[Start of SELECTION]

RTW # 173: Best Book o’ March

I’m trying to get back on board with YA Highway’s Road Trip Wednesday’s. Considering the fact that I had spring break this month, and a decent reading list, I actually have an answer to this week’s prompt!

This Week’s Topic: What was the best book you read in March?

This month I had several fantastic reads. I hope to get the chance to write up something about them, because it was a great month for reading. Runner-ups include

Before I Fall, by Lauren Oliver

Neverwhere, by Neil Gaiman

Citizen of the Galaxy, by Robert Heinlein

I also have Prodigy, by Marie Lu on my TBR list, and I am halfway through I am the messenger, by Marcus Zusak. Both were books that I didn’t get a chance to read over spring break, and despite my astronomical school load, I can’t bear to send them back to the library without finishing them. In the war between reading books and getting schoolwork done, I think sleep is the losing party.

But what was the best one of March? That honor belongs to the incomparable Maggie Stiefvater, and her first book in the Raven Cycle, “The Raven Boys”

Goodreads description

This. Read it. Now.

This book surprised me, more than anything. I wasn’t expecting to enjoy it–in fact, the only reason I picked it up was because The Scorpio Races was one of my favorite reads all last year.

[End of SELECTION]

» **PROBLEM STATEMENT**
Carry the blog post about the best book read in March forward from its last sentence, keeping the same voice.

[Start of INFORMATION GIVEN]

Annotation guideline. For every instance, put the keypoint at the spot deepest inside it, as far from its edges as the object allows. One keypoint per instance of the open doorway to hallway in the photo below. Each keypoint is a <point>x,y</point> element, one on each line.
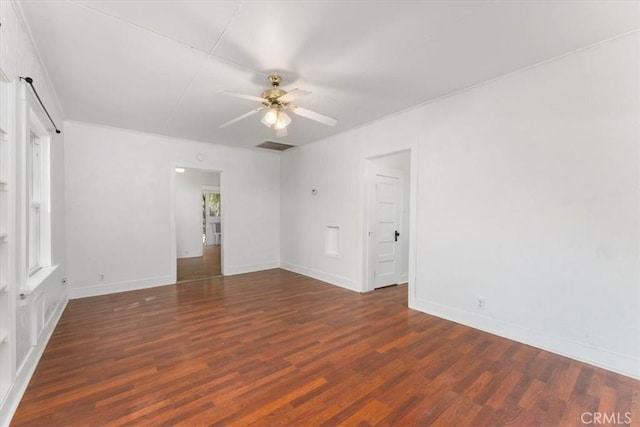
<point>198,224</point>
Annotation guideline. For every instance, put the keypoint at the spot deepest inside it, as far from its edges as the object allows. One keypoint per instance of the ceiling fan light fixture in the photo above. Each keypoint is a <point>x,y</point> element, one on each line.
<point>283,121</point>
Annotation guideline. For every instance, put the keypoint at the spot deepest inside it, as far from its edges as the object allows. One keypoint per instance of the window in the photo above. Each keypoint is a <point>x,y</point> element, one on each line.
<point>38,221</point>
<point>35,185</point>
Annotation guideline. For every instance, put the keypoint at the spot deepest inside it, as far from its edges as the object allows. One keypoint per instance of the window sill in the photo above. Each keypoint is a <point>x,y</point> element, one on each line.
<point>35,281</point>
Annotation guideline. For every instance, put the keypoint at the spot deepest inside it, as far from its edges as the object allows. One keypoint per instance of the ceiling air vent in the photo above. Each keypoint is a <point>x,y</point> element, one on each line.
<point>278,146</point>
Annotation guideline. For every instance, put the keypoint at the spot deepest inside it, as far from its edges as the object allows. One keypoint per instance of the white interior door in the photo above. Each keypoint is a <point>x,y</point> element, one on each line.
<point>386,228</point>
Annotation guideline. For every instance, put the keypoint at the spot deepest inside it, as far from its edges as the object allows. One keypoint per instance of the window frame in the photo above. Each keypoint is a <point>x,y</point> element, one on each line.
<point>38,247</point>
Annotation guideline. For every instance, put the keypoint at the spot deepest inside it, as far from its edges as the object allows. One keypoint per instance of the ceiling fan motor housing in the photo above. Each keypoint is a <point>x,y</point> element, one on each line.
<point>274,93</point>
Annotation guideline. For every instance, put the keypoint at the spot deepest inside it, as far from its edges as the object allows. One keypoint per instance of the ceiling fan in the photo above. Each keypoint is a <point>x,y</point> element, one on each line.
<point>277,102</point>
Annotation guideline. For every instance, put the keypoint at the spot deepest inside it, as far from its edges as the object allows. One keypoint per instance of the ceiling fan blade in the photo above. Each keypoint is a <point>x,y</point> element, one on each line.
<point>293,94</point>
<point>314,116</point>
<point>224,125</point>
<point>243,96</point>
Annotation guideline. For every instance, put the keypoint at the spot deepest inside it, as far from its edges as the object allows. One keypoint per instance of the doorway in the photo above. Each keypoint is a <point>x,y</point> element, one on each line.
<point>198,224</point>
<point>388,220</point>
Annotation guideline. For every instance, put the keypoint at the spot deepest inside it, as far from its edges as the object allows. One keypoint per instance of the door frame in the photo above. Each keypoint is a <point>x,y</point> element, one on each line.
<point>412,176</point>
<point>172,215</point>
<point>372,190</point>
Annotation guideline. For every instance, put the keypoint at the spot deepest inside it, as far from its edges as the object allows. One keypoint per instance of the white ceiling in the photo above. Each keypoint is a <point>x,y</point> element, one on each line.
<point>158,66</point>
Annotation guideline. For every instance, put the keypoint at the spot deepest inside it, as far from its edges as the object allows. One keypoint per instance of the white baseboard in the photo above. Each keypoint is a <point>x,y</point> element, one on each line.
<point>343,282</point>
<point>29,367</point>
<point>115,287</point>
<point>596,356</point>
<point>249,268</point>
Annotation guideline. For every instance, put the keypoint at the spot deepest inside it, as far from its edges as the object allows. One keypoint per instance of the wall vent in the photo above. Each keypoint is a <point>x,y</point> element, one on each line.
<point>278,146</point>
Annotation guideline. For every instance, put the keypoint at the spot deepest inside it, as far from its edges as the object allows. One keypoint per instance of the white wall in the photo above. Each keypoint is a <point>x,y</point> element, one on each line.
<point>189,210</point>
<point>527,196</point>
<point>120,188</point>
<point>28,335</point>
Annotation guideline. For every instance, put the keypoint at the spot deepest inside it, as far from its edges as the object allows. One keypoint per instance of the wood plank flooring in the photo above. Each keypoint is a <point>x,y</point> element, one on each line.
<point>279,349</point>
<point>204,267</point>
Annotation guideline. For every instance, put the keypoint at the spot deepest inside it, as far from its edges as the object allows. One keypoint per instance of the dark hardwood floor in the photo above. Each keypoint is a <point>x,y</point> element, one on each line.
<point>204,267</point>
<point>276,348</point>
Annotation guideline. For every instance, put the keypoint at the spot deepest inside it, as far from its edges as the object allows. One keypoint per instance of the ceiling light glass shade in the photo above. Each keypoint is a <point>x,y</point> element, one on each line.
<point>283,121</point>
<point>271,117</point>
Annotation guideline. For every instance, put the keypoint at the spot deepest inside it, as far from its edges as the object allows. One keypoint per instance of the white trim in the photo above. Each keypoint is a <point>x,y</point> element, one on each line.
<point>333,279</point>
<point>596,356</point>
<point>37,279</point>
<point>28,367</point>
<point>232,270</point>
<point>115,287</point>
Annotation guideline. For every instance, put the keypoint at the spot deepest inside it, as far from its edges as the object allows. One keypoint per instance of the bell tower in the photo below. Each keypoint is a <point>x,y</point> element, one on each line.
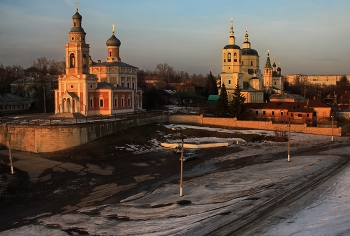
<point>77,51</point>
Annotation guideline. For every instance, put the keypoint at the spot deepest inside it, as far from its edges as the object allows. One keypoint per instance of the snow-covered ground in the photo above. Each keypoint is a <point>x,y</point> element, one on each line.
<point>212,199</point>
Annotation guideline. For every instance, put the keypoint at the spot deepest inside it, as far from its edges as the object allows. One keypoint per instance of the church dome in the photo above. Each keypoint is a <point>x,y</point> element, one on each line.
<point>232,46</point>
<point>77,16</point>
<point>249,51</point>
<point>113,41</point>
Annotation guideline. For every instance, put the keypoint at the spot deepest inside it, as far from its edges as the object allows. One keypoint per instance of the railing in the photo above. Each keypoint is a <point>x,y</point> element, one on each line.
<point>47,120</point>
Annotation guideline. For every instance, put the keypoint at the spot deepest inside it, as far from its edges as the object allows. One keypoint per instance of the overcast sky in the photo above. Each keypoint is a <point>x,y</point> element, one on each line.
<point>306,36</point>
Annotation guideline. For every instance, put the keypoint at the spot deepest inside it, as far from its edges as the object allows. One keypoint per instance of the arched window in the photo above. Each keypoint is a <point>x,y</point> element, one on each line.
<point>129,100</point>
<point>91,101</point>
<point>84,60</point>
<point>71,60</point>
<point>116,100</point>
<point>122,100</point>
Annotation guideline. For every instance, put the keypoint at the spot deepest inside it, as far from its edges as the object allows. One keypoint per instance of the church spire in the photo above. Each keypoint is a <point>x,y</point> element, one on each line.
<point>231,39</point>
<point>113,45</point>
<point>268,62</point>
<point>246,43</point>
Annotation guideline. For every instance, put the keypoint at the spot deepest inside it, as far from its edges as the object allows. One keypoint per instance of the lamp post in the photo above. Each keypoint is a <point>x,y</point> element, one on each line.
<point>332,139</point>
<point>181,161</point>
<point>289,140</point>
<point>10,152</point>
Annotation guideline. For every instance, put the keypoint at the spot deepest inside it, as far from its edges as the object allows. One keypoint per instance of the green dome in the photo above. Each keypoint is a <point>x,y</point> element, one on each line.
<point>234,46</point>
<point>77,16</point>
<point>113,41</point>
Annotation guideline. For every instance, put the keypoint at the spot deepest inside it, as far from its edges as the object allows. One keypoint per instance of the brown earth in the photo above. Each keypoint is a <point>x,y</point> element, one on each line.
<point>110,146</point>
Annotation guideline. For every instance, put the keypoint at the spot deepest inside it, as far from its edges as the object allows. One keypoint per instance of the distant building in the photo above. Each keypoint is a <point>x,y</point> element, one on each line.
<point>273,79</point>
<point>310,112</point>
<point>241,66</point>
<point>12,104</point>
<point>294,79</point>
<point>285,97</point>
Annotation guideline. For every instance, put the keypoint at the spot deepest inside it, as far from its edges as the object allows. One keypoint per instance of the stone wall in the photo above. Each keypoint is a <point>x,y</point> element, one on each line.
<point>50,138</point>
<point>262,125</point>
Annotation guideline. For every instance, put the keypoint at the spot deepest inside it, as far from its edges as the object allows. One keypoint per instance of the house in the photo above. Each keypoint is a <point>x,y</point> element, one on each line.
<point>296,112</point>
<point>188,99</point>
<point>12,104</point>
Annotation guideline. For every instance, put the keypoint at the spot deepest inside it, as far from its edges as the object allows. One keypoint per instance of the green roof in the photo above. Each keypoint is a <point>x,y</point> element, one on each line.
<point>213,97</point>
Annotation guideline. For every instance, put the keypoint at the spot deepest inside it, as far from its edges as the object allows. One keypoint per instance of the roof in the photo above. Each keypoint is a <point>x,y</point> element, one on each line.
<point>290,106</point>
<point>187,95</point>
<point>247,87</point>
<point>33,69</point>
<point>105,85</point>
<point>114,63</point>
<point>317,103</point>
<point>232,46</point>
<point>249,51</point>
<point>346,94</point>
<point>113,41</point>
<point>213,97</point>
<point>12,99</point>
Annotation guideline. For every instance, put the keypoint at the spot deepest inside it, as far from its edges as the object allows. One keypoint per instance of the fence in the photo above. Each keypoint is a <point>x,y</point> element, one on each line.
<point>47,120</point>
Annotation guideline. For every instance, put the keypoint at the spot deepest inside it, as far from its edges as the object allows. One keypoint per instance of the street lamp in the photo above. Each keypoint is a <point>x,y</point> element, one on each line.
<point>181,161</point>
<point>332,139</point>
<point>289,140</point>
<point>10,152</point>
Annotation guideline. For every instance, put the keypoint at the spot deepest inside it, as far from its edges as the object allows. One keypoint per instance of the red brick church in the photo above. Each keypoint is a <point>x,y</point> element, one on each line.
<point>95,88</point>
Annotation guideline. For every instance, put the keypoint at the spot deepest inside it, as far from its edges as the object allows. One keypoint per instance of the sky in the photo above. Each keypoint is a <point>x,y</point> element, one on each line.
<point>306,36</point>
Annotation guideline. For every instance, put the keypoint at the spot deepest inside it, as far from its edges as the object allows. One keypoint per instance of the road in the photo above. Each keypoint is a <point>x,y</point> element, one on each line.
<point>62,186</point>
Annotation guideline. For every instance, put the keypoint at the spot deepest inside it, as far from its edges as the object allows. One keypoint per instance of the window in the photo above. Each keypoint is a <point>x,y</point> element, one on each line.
<point>71,60</point>
<point>116,101</point>
<point>129,101</point>
<point>92,102</point>
<point>84,60</point>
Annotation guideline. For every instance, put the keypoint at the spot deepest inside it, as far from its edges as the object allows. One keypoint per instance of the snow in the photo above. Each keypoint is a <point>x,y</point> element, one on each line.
<point>214,198</point>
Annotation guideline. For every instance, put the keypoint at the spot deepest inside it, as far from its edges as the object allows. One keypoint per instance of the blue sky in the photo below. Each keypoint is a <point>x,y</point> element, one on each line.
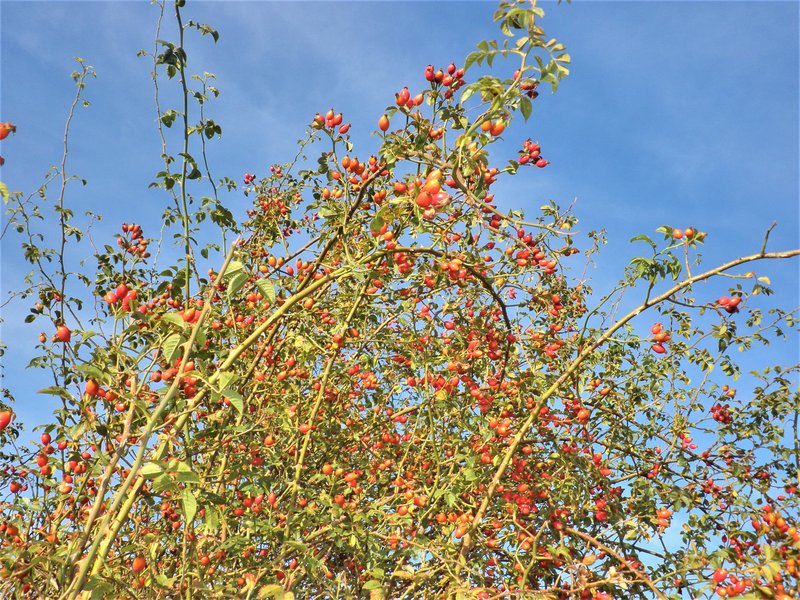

[End of INFORMATION GIVEN]

» **ANSWER FOR THIS EXERCISE**
I tend to not do well with complicated mythology/books that have to be explained to me. I dislike characters when they have to explain things in unrealistic ways because that’s how the author gets his/her exposition across to the reader. It kills a book to have a paragraphical explanation inserted into an otherwise-decent character because things have to be explained regardless of the appropriateness of the thing coming from the aforementioned character. Confused yet?

Because I was not. Maggie’s characters are far beyond “otherwise-decent.” She was able to get into the heads of four different characters, allowing the central mythology to be realistically explained from the various perspectives. I loved how we got a first-person viewpoint of the “corpse road” from Blue, and then gradual explanations of the “ley lines” from Gansey and Adam, resulting in the  meshing of the different perspectives as you realized they were describing/interacting with the same thing.

The Characters:

I loved Maggie’s characters. Particularly as regards the four main boys and Blue, they were fifty shades of real. I loved how she was able to show how complicated Gansey was, and yet how he still came across as the quintessential rich boy from Blue’s perspective. It was a little surprising to have so much of Gansey explained from Adam’s perspective, but it worked because Gansey was still consistent as a character. I always had a hard time when an author would tell me about a character and then show them acting completely differently in other scenes. In this case, the tell-and-show is consistent; every action lined up perfectly with every description.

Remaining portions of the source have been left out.